Text to read:
Hockey is much harder because it is a physical wrestling match on ice. Not to mention the fact that hockey games are much longer and strenuous than swimming races.
Debate Round No. 1
sunside

Pro

unlike hockey, swimming trains year round. The off season is merely a two week break in August. Swimmers are also given a few holidays off including Christmas Day, Thanksgiving, Spring Break, and Labor Day. They can"t take off more time than that because, as swimmers, they have to remain in top shape otherwise the athletes lose strength and speed.

Every time a swimmer competes, he is not only gunning to win his race, he is also trying to improve on his best performance times. Even though swim meets often have team events, swimming is mostly an individual sport. The athlete cannot rely on a teammate to bolster his performance on an off day. A swimmer"s rank is based solely on the individual"s effort during his race, as well as his natural skill pitted against his fellow competitor.
paintballvet18

Con

I thank my opponent for his response.

However, he/she is yet to make an argument unique to swimming.

My brother works out physically year round at the same time table described for swimming, so so far, my opponent has not met his burden of proof.

Team sports are much harder than individual sports. The more pieces to a machine, the more complex it gets. This proves to show that hockey being a team sport is harder than swimming.

My opponent fails to refute my point on how hockey is a physical battle, therefore since he can't reply now, this has to be a voting issue in favor of the Con side of the debate.

Vote Con.
Debate Round No. 2
sunside

Pro

I disagree.
In team sports, you can rely on others to make that final winning shot. However, in swimming everything depends on you. You say swim races are short, but that only depends on the race you're swimming, 1500s would be much longer than 50s. In case you didn't know, several olympic swimmers have died before because of their swim practices. That sure hasn't happened for a hockey player. Although hockey may be more 'dangerous' in terms of getting hit by the puck, swimming is more hard on the body during practices.
paintballvet18

Con

My opponent again fails to fulfill his or her burden of proof, therefore you can negate off that. He still hasn't proved why the resolution, swimming is harder than hockey, has been fulfilled.

Therefor, Vote Con.

He restates an argument that is not unique to swimming in Round 3, and fails to refute my points in Round 2.

Therefore, Vote Con.

Your neck can be slashed with a skate. You can take a stick in the forehead and crack it. Hockey is much more dangerous than swimming.

Therefore, Vote Con,

I rest my case.

Supplied information:
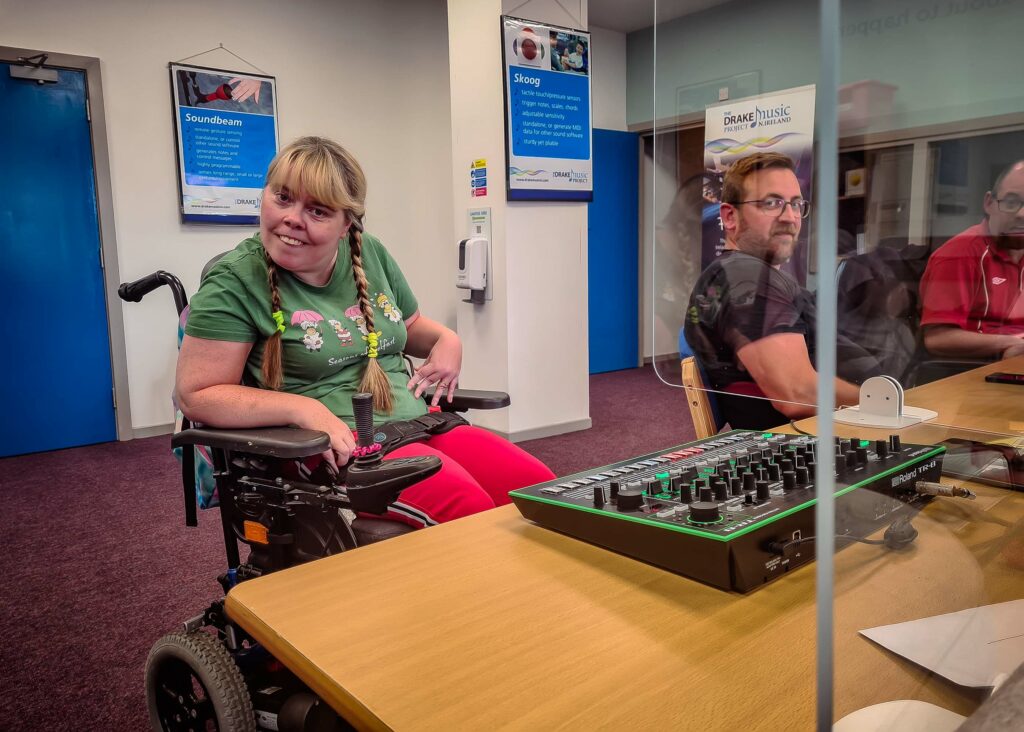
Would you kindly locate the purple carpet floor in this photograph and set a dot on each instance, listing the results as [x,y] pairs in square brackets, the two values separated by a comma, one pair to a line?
[97,563]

What is being asked: In the debate about swimming and hockey, how long is the swimmers' off season, and when does it fall?

Exercise answer: It is a two-week break in August.